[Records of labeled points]
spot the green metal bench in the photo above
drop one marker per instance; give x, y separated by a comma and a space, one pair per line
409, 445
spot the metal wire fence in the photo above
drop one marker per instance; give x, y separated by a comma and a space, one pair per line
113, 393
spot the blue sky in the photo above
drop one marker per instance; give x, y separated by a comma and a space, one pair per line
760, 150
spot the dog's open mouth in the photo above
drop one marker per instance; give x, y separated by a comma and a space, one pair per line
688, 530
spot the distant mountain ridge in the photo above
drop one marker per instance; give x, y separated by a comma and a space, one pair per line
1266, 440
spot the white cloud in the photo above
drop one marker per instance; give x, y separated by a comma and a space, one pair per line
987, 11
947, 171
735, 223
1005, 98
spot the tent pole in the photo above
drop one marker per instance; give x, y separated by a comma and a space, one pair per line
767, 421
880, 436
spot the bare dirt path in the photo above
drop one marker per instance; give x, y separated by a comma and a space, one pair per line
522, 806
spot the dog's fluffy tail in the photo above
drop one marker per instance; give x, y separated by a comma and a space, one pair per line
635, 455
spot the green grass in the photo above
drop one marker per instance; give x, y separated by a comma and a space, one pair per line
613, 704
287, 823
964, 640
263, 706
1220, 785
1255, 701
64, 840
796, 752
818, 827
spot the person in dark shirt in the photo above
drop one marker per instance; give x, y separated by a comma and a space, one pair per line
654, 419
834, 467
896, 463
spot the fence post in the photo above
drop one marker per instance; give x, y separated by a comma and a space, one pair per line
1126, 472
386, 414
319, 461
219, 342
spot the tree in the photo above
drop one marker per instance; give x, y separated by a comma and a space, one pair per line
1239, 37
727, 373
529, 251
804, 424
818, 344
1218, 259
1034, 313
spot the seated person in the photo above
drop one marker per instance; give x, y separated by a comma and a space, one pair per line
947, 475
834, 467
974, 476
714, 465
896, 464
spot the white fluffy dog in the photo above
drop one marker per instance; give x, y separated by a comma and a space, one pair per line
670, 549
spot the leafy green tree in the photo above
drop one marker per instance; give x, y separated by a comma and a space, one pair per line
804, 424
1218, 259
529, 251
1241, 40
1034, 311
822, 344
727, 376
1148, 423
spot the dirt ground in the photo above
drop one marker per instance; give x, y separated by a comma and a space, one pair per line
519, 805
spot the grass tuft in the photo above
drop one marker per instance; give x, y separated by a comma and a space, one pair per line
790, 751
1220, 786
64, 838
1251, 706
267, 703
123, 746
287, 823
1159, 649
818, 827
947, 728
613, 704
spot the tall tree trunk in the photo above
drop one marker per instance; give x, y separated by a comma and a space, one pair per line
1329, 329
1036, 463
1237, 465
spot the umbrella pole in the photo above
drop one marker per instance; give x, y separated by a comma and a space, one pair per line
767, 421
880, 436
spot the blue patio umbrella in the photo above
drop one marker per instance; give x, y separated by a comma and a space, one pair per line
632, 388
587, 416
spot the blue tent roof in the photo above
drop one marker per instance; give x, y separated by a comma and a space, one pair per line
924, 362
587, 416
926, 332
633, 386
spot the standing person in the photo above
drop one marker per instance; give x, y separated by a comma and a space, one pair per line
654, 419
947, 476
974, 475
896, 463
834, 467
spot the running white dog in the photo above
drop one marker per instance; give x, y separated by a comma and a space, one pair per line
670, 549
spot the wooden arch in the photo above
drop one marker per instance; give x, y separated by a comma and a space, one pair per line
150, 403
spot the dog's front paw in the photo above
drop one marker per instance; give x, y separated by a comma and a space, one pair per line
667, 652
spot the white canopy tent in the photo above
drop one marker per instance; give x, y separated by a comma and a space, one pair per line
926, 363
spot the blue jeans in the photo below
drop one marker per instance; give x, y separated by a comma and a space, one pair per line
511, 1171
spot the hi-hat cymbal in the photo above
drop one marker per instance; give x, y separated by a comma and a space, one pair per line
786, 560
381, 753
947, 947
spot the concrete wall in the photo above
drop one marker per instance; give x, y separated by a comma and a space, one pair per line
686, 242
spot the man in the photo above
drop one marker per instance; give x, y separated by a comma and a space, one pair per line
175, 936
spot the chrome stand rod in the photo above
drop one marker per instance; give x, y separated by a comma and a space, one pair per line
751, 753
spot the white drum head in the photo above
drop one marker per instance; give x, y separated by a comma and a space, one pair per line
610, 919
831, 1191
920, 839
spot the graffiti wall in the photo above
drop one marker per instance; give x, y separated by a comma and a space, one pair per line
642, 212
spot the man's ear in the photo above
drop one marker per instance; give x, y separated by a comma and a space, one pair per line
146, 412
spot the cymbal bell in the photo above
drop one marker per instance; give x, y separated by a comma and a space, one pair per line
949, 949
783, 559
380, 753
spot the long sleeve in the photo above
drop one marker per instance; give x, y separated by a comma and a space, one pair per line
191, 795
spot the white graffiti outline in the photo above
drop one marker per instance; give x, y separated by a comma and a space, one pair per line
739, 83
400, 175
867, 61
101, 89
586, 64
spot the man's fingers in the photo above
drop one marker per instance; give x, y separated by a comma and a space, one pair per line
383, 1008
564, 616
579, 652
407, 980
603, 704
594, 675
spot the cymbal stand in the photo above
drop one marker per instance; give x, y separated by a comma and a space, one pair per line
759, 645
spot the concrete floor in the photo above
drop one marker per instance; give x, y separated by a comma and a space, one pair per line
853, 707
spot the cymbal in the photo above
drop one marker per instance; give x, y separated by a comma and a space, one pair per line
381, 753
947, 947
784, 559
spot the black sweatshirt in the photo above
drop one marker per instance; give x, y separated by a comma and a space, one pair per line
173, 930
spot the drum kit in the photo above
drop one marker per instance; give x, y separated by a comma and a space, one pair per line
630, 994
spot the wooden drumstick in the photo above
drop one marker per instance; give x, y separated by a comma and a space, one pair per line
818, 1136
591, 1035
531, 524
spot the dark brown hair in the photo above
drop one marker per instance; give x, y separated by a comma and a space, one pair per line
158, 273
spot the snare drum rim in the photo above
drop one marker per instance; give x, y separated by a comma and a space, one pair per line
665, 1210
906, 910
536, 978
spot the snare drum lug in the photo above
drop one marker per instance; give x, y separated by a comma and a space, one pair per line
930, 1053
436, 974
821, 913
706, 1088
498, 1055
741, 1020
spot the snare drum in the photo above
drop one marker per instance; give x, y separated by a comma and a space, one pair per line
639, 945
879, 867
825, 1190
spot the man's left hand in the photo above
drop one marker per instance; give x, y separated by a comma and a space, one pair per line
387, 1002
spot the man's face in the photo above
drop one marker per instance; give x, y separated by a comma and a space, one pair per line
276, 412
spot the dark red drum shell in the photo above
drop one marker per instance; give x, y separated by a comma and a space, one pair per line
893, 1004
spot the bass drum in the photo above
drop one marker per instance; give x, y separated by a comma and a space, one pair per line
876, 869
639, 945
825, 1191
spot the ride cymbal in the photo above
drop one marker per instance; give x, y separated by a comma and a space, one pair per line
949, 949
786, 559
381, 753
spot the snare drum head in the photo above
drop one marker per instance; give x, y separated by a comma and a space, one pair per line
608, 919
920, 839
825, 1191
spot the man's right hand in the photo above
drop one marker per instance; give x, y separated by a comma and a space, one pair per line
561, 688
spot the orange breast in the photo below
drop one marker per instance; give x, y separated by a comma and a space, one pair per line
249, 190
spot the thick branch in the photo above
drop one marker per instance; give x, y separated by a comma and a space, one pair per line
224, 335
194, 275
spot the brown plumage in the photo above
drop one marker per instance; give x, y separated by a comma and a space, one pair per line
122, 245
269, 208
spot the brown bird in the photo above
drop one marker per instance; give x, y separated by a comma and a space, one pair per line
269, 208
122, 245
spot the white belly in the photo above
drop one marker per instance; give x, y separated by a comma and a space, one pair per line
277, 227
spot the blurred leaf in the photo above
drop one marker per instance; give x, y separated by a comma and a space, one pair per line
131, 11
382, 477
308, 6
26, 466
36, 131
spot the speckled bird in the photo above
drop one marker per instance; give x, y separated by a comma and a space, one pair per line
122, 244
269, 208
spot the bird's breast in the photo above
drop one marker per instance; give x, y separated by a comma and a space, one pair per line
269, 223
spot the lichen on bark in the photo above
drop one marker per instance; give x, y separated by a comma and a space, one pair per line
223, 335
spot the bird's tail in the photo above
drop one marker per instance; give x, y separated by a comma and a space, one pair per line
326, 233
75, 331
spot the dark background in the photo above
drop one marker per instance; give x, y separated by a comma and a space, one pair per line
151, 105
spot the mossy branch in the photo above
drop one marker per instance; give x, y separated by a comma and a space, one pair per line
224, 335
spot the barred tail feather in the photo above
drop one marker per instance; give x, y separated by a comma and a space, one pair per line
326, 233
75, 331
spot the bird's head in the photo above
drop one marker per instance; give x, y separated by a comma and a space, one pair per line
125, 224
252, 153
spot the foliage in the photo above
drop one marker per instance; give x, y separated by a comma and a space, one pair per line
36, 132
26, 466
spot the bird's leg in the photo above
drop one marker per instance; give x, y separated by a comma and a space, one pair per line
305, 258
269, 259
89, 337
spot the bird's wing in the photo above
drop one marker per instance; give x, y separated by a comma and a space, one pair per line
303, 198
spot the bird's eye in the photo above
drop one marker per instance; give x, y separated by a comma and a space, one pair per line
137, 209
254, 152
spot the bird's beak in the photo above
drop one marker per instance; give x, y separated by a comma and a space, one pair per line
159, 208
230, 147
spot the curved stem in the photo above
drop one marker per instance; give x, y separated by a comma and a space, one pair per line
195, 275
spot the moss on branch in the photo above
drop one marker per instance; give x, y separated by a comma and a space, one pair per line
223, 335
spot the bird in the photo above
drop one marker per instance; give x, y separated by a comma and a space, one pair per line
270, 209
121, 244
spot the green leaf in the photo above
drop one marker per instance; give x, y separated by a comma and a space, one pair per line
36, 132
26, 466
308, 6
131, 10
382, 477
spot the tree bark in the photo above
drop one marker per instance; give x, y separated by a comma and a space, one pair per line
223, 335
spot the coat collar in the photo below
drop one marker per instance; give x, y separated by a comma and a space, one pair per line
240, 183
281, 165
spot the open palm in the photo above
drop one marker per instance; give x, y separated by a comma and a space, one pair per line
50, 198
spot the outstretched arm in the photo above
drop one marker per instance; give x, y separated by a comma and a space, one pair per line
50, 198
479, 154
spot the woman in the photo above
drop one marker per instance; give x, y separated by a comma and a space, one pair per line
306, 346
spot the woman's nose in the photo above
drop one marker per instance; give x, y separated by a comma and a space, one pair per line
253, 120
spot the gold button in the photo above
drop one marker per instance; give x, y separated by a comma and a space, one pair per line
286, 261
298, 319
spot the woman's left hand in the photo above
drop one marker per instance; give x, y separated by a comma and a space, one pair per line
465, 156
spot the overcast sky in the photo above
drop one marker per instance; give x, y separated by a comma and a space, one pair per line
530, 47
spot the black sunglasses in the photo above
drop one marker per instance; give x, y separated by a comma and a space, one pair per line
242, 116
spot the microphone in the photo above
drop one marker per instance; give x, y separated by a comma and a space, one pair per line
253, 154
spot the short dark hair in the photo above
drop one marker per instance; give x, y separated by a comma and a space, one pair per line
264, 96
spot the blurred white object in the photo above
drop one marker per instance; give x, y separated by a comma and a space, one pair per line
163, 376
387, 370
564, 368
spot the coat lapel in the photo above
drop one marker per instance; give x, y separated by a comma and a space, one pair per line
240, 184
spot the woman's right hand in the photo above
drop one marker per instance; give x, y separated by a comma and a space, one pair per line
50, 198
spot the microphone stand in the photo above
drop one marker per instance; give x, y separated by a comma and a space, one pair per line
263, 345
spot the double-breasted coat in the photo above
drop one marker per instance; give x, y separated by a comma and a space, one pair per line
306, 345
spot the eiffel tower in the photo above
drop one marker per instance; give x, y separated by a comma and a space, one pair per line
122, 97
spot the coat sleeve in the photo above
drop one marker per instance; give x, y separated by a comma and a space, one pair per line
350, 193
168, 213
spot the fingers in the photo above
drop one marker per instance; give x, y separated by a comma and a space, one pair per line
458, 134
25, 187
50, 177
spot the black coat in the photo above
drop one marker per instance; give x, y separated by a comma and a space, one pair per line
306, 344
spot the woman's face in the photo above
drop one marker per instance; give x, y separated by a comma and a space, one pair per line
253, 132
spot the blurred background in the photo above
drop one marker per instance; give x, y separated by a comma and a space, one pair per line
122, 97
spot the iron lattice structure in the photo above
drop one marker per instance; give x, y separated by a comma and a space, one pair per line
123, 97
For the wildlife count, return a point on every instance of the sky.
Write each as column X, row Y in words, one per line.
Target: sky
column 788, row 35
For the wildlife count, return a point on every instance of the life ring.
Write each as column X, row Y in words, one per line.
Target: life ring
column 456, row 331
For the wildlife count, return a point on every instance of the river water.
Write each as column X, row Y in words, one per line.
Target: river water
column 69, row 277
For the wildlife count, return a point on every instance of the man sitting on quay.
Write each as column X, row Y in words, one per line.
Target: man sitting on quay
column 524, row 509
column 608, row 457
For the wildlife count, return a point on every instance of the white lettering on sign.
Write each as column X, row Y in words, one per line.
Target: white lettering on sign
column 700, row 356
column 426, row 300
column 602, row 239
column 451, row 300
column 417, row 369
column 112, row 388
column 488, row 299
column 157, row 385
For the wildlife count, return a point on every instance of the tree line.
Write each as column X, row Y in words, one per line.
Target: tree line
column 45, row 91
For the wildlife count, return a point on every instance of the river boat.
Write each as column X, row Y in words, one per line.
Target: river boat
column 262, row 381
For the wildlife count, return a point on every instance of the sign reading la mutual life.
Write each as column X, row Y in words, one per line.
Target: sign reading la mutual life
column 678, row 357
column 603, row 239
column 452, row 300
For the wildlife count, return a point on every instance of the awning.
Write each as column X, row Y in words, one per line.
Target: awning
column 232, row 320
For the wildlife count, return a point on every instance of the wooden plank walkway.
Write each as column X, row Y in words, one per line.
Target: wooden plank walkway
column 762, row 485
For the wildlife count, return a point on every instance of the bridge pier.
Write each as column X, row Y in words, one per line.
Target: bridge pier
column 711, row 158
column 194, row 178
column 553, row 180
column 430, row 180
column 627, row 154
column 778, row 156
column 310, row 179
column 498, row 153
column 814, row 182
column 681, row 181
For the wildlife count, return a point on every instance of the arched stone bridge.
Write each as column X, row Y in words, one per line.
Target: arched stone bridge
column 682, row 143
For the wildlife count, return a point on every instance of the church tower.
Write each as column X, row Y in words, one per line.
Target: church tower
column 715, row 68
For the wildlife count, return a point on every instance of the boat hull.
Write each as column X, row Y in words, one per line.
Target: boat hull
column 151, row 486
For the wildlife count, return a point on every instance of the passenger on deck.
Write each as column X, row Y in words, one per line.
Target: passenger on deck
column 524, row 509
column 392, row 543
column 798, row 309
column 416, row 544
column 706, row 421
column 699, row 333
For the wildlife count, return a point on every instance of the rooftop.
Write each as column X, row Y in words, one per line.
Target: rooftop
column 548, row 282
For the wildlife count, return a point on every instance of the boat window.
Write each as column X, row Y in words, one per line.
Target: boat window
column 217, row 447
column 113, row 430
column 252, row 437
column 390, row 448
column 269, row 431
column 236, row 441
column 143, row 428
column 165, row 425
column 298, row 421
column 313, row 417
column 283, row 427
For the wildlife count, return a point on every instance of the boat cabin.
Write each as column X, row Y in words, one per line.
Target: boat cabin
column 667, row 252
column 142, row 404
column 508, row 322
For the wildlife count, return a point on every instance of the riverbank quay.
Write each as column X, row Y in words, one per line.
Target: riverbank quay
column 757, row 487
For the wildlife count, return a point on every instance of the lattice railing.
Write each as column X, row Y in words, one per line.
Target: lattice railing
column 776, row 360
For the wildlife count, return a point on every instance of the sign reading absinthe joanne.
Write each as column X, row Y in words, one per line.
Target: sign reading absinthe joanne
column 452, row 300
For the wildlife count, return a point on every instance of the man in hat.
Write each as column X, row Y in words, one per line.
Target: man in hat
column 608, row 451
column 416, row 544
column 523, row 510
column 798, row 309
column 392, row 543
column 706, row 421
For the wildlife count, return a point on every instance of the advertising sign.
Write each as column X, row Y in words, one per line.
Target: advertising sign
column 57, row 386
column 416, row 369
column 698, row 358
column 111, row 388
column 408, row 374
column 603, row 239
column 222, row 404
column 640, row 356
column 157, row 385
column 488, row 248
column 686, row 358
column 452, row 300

• **REQUIRED TASK**
Reproduce, exactly and with nothing added, the lines from the one that includes "of the rooftop." through the last line of the material.

• **SOLUTION**
For the wildlife count, return a point on every instance of the rooftop.
Write each as column X, row Y in words, one per line.
Target: rooftop
column 548, row 282
For the wildlife count, return a point on every instance of the boat window.
Write each as column X, row Y in words, one per line.
Target: boat window
column 217, row 447
column 113, row 430
column 252, row 437
column 390, row 448
column 269, row 431
column 236, row 441
column 143, row 428
column 165, row 425
column 298, row 421
column 313, row 417
column 283, row 427
For the wildlife count, return a point on every instance of the boat cabin.
Write each as column X, row Y in words, one per line.
Target: boat cabin
column 667, row 252
column 142, row 404
column 508, row 322
For the wildlife count, return a point on every instance of the riverbank quay.
Write each as column X, row Y in words, one per line.
Target: riverbank quay
column 757, row 487
For the wildlife count, return a point on every instance of the lattice railing.
Write each as column X, row Y in words, one per line.
Target: lattice railing
column 776, row 360
For the wildlife count, return a point on every instance of the sign reading absinthe joanne.
Write each as column X, row Y in words, one per line.
Target: sign reading absinthe joanne
column 452, row 300
For the wildlife count, return a point on every instance of the man in hat.
Write each as column X, row Y in words, one per line.
Target: man in hat
column 608, row 451
column 416, row 544
column 523, row 510
column 798, row 309
column 392, row 543
column 706, row 421
For the wildlife count, return a point on every instance of the advertising sign.
Write each as column X, row Y in words, one per line.
Target: advertising sign
column 57, row 386
column 416, row 369
column 698, row 358
column 111, row 388
column 408, row 374
column 603, row 239
column 222, row 404
column 640, row 356
column 157, row 385
column 488, row 248
column 686, row 358
column 452, row 300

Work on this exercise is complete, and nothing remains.